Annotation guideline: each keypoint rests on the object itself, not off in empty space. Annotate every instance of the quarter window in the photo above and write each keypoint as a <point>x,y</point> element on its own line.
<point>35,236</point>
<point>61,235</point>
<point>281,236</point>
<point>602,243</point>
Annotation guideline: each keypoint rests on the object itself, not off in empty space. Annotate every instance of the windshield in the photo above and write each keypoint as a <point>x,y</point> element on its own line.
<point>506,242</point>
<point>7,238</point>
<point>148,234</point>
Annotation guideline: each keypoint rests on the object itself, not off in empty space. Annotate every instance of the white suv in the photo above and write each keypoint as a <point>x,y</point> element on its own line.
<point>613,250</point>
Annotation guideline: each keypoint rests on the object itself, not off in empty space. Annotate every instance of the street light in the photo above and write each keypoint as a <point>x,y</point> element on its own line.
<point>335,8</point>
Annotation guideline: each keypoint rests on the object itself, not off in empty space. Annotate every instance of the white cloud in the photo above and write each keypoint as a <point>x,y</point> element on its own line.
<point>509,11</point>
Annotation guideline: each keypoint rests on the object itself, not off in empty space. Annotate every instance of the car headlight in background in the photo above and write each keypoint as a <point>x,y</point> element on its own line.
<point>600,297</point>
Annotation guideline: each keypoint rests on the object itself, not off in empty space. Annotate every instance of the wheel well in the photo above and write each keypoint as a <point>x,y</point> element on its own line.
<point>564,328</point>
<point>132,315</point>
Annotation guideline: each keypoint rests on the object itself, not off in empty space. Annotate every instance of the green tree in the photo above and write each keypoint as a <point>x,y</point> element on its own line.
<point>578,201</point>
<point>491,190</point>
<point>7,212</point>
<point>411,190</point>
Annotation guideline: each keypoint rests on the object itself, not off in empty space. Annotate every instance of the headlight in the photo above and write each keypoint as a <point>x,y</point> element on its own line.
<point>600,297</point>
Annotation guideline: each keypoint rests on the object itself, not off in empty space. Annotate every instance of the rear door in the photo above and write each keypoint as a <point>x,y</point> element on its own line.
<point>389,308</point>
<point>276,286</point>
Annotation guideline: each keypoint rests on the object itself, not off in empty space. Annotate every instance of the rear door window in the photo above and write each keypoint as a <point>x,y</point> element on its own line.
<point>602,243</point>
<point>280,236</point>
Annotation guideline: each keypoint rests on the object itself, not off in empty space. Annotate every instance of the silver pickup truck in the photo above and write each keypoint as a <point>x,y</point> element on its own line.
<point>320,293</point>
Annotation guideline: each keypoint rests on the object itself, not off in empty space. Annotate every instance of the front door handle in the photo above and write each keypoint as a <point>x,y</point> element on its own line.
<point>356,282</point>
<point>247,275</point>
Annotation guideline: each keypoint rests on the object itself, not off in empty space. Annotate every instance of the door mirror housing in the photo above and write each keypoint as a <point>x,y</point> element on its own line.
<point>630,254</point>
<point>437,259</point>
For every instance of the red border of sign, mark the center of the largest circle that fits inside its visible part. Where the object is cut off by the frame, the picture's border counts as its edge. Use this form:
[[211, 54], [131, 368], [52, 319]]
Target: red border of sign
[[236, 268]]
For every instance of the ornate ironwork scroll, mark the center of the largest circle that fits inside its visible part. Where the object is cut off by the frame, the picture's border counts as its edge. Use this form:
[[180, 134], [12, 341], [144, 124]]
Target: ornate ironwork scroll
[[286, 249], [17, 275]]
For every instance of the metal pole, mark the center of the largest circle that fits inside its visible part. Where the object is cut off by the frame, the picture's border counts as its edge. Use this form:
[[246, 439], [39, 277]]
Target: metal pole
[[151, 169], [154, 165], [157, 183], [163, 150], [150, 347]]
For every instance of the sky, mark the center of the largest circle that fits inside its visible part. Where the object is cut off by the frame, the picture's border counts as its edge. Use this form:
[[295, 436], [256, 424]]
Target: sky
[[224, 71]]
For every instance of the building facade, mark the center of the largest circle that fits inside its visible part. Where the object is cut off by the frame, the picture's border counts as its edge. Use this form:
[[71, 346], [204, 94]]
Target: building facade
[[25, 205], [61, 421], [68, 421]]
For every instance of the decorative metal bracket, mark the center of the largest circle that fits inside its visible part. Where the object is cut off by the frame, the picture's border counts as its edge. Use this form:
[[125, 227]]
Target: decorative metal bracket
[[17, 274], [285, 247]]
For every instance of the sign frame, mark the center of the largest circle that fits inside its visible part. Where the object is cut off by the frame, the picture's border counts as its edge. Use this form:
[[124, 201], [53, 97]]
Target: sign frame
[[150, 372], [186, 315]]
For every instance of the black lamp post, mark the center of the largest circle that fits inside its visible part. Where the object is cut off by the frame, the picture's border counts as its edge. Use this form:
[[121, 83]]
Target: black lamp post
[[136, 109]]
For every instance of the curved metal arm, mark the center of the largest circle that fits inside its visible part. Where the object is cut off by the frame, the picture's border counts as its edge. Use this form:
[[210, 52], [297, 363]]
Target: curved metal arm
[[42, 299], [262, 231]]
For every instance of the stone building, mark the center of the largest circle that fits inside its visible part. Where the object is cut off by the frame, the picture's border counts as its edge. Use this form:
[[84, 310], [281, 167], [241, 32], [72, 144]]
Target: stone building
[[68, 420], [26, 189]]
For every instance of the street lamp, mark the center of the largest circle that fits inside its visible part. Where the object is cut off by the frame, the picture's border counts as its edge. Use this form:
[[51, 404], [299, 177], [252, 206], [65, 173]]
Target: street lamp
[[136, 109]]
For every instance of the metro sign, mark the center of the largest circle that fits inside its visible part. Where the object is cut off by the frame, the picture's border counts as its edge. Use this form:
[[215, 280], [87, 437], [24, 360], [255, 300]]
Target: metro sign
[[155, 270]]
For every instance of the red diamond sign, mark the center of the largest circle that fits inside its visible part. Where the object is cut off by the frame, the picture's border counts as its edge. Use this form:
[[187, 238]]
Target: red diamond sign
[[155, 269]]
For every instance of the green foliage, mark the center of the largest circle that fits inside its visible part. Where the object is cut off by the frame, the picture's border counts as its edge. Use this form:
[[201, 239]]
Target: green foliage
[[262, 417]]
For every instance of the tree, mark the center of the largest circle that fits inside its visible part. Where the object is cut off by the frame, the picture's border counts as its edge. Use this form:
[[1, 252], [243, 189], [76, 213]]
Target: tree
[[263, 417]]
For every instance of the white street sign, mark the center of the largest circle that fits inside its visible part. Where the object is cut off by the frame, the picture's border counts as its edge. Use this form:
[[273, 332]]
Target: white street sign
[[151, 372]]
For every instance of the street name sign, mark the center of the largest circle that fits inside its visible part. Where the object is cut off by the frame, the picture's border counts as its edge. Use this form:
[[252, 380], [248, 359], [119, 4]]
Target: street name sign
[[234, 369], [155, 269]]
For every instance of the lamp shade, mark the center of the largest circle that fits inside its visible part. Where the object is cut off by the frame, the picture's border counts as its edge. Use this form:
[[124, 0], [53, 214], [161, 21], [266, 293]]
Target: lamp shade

# # #

From the line containing "Target: street name sign" through the end of the material, print each line exactly as it appears.

Target: street name sign
[[234, 369], [155, 269]]
For every instance of the lamp shade, mark the center of the largest circle that fits inside its visible part. Where the object is cut off by the frame, the picture's border counts as its edge. Use this form:
[[124, 0], [53, 214], [161, 21], [266, 293]]
Target: lamp shade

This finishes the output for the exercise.